TEXT UNDER STUDY:
2 min read March 2021 — Visit Tampa Bay is a not-for-profit 501 C (6) destination marketing organization that works with its 750-plus partners to promote the Tampa Bay region. Its efforts helped make the area the busiest travel destination of the year in 2020, despite a pandemic. In an interview with Invest:, President and CEO Santiago Corrada discussed the organization’s work, provided insights into the impact from the minimum wage increase and his outlook for the region.
What helped Tampa become the busiest travel destination of the year in 2020?
This is a testament to hard work. Going into the pandemic in February, we were setting records in terms of tourism numbers and we had a huge year ahead of us hosting major sporting events and conventions. We were undaunted in making sure we could get back to the business of righting the economy through safe and responsible travel. The numbers that came out at the end of 2020 were not so surprising because we were very intentional in trying to market the destination. Many of the events that were supposed to go ahead in 2020 have rescheduled with us. Obviously, our industry has suffered tremendously and we are nowhere near our historic record-setting pace.
How were the attractions that were open able to maintain safety while staying profitable?
Tampa is a very resilient destination. All of the attractions — whether the museums, zoo, aquarium, Busch Gardens, the airport, Port Tampa Bay and our hotel and restaurant industry — were focused on adapting to the new reality. People were creative in how to open and be entrepreneurial in this environment. Precautions were critically important from day one and we were very careful in how we resumed our operations.
Given the aversion to large gatherings, what is your outlook for the convention industry?
In the short term, we will see these hybrid events and we’ve been able to adapt to that. We offer a hybrid grant for those meetings that cannot go ahead in person and did not count on the added expense of the technology. Our incentive is based on subsidizing the technology provided the event has an in-person component. That will be the norm in the short term until the pandemic begins to slow but just like with travel, I see this pent-up demand for people to get together in person. Selling and marketing is still a very face-to-face, relationship-based occupation. We’ve landed some major conventions for the years to come, even at the height of the pandemic.
On the hotel side, JW Marriott opened ahead of the Super Bowl. In Ybor City, we have Hotel Haya, which was named by USA Today as one of the best hotels in the country. We also have a Marriott Editions property under construction. This is one of the top Marriott brands. We have hotels in Midtown and a new Hyatt, which will be coming online as we move out of the pandemic. This should position Tampa in a better place for the future. The government has done a great job in making sure construction projects continue.

TASK TO CARRY OUT: Copy the passage of the Tampa Bay tourism interview from "This is a testament" to "while staying profitable?" word for word.

INFORMATION PROVIDED:

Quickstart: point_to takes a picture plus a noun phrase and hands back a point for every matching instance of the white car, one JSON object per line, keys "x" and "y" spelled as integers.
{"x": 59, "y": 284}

RESULT OF THE TASK:
This is a testament to hard work. Going into the pandemic in February, we were setting records in terms of tourism numbers and we had a huge year ahead of us hosting major sporting events and conventions. We were undaunted in making sure we could get back to the business of righting the economy through safe and responsible travel. The numbers that came out at the end of 2020 were not so surprising because we were very intentional in trying to market the destination. Many of the events that were supposed to go ahead in 2020 have rescheduled with us. Obviously, our industry has suffered tremendously and we are nowhere near our historic record-setting pace.
How were the attractions that were open able to maintain safety while staying profitable?